PAGE TEXT:

--------------------

Who drinks milk?
Since 1960, global milk production has nearly doubled (Speedy, 2003). The most substantial growth has occurred in developing countries; the consumption of milk per person in China has increased tenfold since 1980 (FAO, 2009). These changes in diet have had an impact on the global demand for agricultural products and will continue to do so.
Around three-quarters of the world’s population do not drink milk, but among those who do, the pattern of consumption varies widely between countries. Data collected by the Food and Agriculture Organisation of the United Nations (FAO) provides figures for the consumption of milk (excluding butter) in kilograms per capita per year for over 170 countries (FAOSTAT, 2013).

--------------------

Dataset records:
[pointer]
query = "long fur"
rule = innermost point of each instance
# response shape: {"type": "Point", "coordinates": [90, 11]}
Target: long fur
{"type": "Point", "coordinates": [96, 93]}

--------------------

PARTS OF THE EXERCISE:
1. List every source citation that appears in the milk consumption text, including the year given with each.
2. Extract each line of the listing verbatim, from first to last.

FULL ANSWERS:
1.
Speedy, 2003
FAO, 2009
FAOSTAT, 2013

2.
[pointer]
query = "long fur"
rule = innermost point of each instance
# response shape: {"type": "Point", "coordinates": [90, 11]}
Target: long fur
{"type": "Point", "coordinates": [96, 93]}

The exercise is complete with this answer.